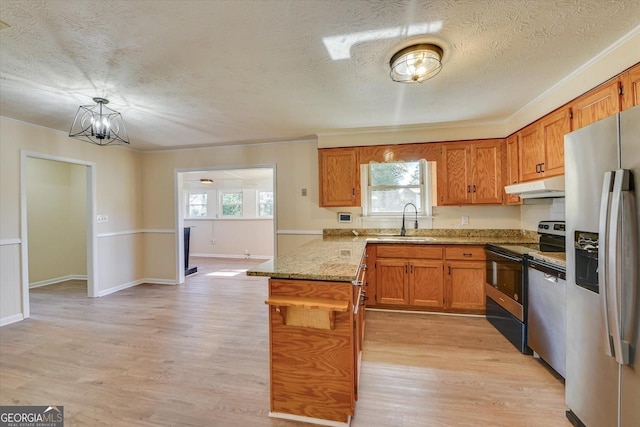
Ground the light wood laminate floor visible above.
[0,258,570,427]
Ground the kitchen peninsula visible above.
[247,230,537,425]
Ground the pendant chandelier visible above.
[389,43,442,83]
[69,98,129,145]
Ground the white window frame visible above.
[256,190,276,218]
[360,159,433,218]
[184,191,209,219]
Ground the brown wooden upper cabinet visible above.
[504,134,522,205]
[318,148,360,207]
[570,77,620,130]
[620,64,640,110]
[516,107,571,182]
[438,139,504,205]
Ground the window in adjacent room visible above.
[362,160,432,216]
[258,191,273,218]
[187,193,207,218]
[220,191,242,217]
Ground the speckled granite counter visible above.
[247,229,538,282]
[247,236,367,282]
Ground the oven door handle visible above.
[484,248,522,263]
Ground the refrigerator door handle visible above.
[598,171,615,357]
[607,169,630,365]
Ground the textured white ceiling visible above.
[0,0,640,149]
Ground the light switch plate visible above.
[338,212,351,222]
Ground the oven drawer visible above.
[444,245,486,261]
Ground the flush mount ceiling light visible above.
[390,43,442,83]
[69,98,129,145]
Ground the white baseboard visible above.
[98,278,176,297]
[190,254,273,260]
[269,411,351,427]
[29,274,87,289]
[0,313,24,327]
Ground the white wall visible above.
[27,158,87,286]
[520,197,565,231]
[184,219,274,258]
[0,118,146,324]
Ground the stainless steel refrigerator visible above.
[565,106,640,427]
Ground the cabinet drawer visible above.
[378,245,442,259]
[444,245,486,261]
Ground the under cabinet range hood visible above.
[504,175,564,199]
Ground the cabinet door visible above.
[622,64,640,110]
[440,143,471,205]
[518,122,544,182]
[376,258,409,305]
[445,261,486,311]
[571,78,620,130]
[409,260,444,308]
[471,139,504,204]
[504,134,522,205]
[540,108,571,181]
[318,148,360,207]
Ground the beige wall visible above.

#### THE EXERCISE
Copy out all of the lines above word for word, leaving out the pictures.

#### FINISHED TASK
Ground the light wood laminate floor visible above.
[0,258,570,427]
Ground the kitchen peninsula visible above.
[247,230,537,425]
Ground the pendant chandelier visible above.
[389,43,442,83]
[69,98,129,145]
Ground the white window frame visible above.
[256,190,276,218]
[360,159,433,218]
[184,191,209,219]
Ground the brown wooden upper cabinet visible above.
[504,134,522,205]
[318,148,360,207]
[570,77,620,130]
[620,64,640,110]
[516,107,571,182]
[438,139,504,205]
Ground the window in adjacent room visible above.
[362,160,432,216]
[258,191,273,218]
[187,193,207,218]
[220,191,242,217]
Ground the speckled granite counter visible above.
[247,229,538,282]
[247,236,367,282]
Ground the oven door handle visible above.
[484,248,522,263]
Ground the refrigerator door handle visible above.
[598,171,615,357]
[607,169,630,365]
Ground the textured white ceiling visible above.
[0,0,640,149]
Ground the light switch plate visible above.
[338,212,351,222]
Ground the oven drawer visible above.
[444,245,486,261]
Ground the flush mount ceiling light visible above.
[390,43,442,83]
[69,98,129,145]
Ground the white baseboard visible above.
[98,278,176,297]
[190,254,273,260]
[269,411,351,427]
[29,274,87,289]
[0,313,24,327]
Ground the white wall visible above.
[27,158,87,286]
[520,197,565,231]
[184,219,274,258]
[0,118,146,324]
Ground the stainless steel refrigerator visible above.
[565,106,640,427]
Ground the cabinet drawer visible above.
[378,245,442,259]
[444,245,486,261]
Ground the under cabinet range hood visible above.
[504,175,564,199]
Ground the cabinet door visible above.
[622,64,640,110]
[440,143,471,205]
[518,122,544,182]
[376,258,409,305]
[445,261,486,311]
[571,78,620,130]
[409,260,444,308]
[471,139,504,204]
[504,134,522,205]
[540,108,571,181]
[318,148,360,207]
Ground the beige wall visible above.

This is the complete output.